* Work item
Transcribe the lines of the records starting with the one that has "Provide the mask of every instance of the leafy" in it and ending with the last, and transcribe nothing else.

* Raw data
■ ■ ■ ■ ■

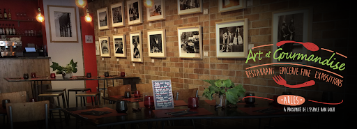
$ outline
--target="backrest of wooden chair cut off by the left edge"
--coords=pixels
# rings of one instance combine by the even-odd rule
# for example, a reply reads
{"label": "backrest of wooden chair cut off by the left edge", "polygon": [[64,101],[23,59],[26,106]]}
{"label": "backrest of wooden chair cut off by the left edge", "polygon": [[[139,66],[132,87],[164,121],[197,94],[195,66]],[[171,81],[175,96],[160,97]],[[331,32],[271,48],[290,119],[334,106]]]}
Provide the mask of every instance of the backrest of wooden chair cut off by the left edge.
{"label": "backrest of wooden chair cut off by the left edge", "polygon": [[0,100],[10,100],[10,103],[25,103],[27,101],[26,91],[0,93]]}

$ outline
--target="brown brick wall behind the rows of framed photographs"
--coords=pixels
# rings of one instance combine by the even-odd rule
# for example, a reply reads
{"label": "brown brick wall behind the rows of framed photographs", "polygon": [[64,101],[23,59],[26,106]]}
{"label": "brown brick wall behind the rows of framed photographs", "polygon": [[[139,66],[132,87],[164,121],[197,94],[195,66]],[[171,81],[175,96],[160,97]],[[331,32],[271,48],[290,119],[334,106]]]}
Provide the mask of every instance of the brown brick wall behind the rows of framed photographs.
{"label": "brown brick wall behind the rows of framed photographs", "polygon": [[[350,8],[344,8],[344,3],[307,0],[252,0],[252,6],[248,6],[245,9],[218,13],[217,0],[204,0],[203,8],[208,9],[208,14],[177,15],[176,1],[167,0],[165,6],[166,20],[153,21],[151,22],[151,26],[149,26],[149,22],[146,21],[146,7],[142,5],[144,20],[142,24],[132,25],[132,29],[126,24],[126,26],[116,27],[117,31],[114,31],[109,22],[109,29],[98,30],[96,10],[105,7],[110,8],[111,4],[117,2],[119,1],[96,0],[89,3],[89,12],[94,13],[93,21],[95,24],[96,40],[100,36],[111,37],[114,34],[126,34],[128,56],[126,58],[118,58],[119,61],[116,61],[117,58],[113,56],[114,52],[112,51],[112,57],[110,58],[97,56],[98,75],[104,75],[106,71],[109,71],[111,75],[119,75],[121,71],[125,71],[129,76],[140,77],[141,83],[151,83],[153,79],[171,79],[174,89],[199,88],[199,96],[202,96],[204,88],[208,87],[208,84],[202,81],[203,79],[231,79],[236,84],[243,84],[247,91],[254,92],[256,96],[267,98],[273,98],[273,95],[281,94],[283,91],[291,91],[298,96],[319,100],[322,91],[334,91],[335,99],[341,100],[344,97],[342,93],[352,92],[349,90],[351,86],[349,86],[348,82],[347,68],[343,71],[337,71],[319,65],[319,68],[326,68],[344,76],[342,87],[314,79],[313,75],[316,70],[307,68],[312,70],[311,73],[313,74],[310,77],[298,75],[282,75],[282,77],[287,79],[288,84],[301,84],[310,79],[314,79],[317,84],[302,89],[289,89],[276,84],[272,78],[273,75],[261,75],[257,77],[247,77],[245,75],[245,68],[271,63],[271,59],[263,58],[260,61],[245,63],[245,59],[218,59],[215,54],[215,22],[248,18],[248,43],[254,44],[254,46],[267,45],[272,43],[272,12],[312,6],[312,43],[349,56],[348,50],[350,49],[347,48],[349,48],[349,36],[351,36],[351,32],[349,31],[349,26],[351,25],[349,19],[351,15],[349,15]],[[111,12],[109,11],[109,13]],[[128,15],[127,10],[125,10],[125,14]],[[127,16],[126,21],[128,21]],[[181,59],[179,58],[177,27],[195,25],[202,26],[203,51],[208,52],[208,56],[204,56],[203,59]],[[166,30],[166,58],[148,57],[146,31],[152,29]],[[144,63],[135,63],[135,66],[130,61],[130,31],[142,31],[142,41],[144,43]],[[110,47],[113,47],[112,40]],[[260,47],[257,50],[252,50],[252,52],[259,52],[259,50],[265,53],[270,51],[271,47]],[[321,56],[322,59],[331,56],[331,53],[321,51],[312,54]],[[154,60],[154,63],[151,62],[151,59]],[[347,59],[341,57],[338,57],[337,60],[341,63],[349,63]],[[272,66],[266,67],[271,68]],[[275,67],[275,75],[279,75],[278,69],[278,67]],[[322,72],[321,70],[318,71]],[[112,83],[109,82],[109,84],[111,85]],[[119,84],[122,84],[122,82],[114,82],[115,86]]]}

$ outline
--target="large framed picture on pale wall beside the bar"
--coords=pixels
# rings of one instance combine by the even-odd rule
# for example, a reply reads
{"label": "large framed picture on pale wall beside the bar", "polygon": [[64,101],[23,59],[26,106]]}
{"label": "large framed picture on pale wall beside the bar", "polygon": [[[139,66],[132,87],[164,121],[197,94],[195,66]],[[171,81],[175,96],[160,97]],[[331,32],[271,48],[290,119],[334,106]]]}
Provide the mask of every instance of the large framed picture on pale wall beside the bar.
{"label": "large framed picture on pale wall beside the bar", "polygon": [[77,10],[72,6],[47,6],[50,42],[78,43]]}

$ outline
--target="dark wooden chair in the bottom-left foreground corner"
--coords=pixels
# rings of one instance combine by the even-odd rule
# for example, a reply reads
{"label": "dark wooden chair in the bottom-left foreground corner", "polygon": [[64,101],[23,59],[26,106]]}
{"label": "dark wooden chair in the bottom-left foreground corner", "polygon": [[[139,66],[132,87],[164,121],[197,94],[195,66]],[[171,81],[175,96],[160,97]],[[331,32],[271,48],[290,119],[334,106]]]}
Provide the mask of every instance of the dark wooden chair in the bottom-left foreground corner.
{"label": "dark wooden chair in the bottom-left foreground corner", "polygon": [[50,101],[40,101],[34,103],[8,103],[6,109],[10,119],[10,127],[14,128],[14,122],[27,122],[45,120],[45,127],[48,128],[48,107]]}

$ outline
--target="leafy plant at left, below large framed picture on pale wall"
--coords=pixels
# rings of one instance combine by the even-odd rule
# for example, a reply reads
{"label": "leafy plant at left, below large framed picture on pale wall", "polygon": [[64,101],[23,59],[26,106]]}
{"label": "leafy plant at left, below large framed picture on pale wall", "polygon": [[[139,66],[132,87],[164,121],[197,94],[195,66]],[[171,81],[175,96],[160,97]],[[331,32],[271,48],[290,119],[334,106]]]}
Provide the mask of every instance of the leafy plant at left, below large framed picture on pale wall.
{"label": "leafy plant at left, below large framed picture on pale wall", "polygon": [[53,71],[56,70],[56,74],[62,74],[63,78],[71,78],[72,73],[77,73],[77,62],[74,62],[73,59],[66,67],[59,66],[59,63],[56,62],[52,62],[52,66],[50,67]]}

■ ■ ■ ■ ■

* Answer to the problem
Provide the mask of every instance of the leafy plant at left, below large framed picture on pale wall.
{"label": "leafy plant at left, below large framed picture on pale wall", "polygon": [[53,71],[56,70],[56,74],[62,74],[63,78],[71,78],[72,73],[77,73],[77,62],[74,62],[73,59],[66,67],[59,66],[59,63],[56,62],[52,62],[52,66],[50,67]]}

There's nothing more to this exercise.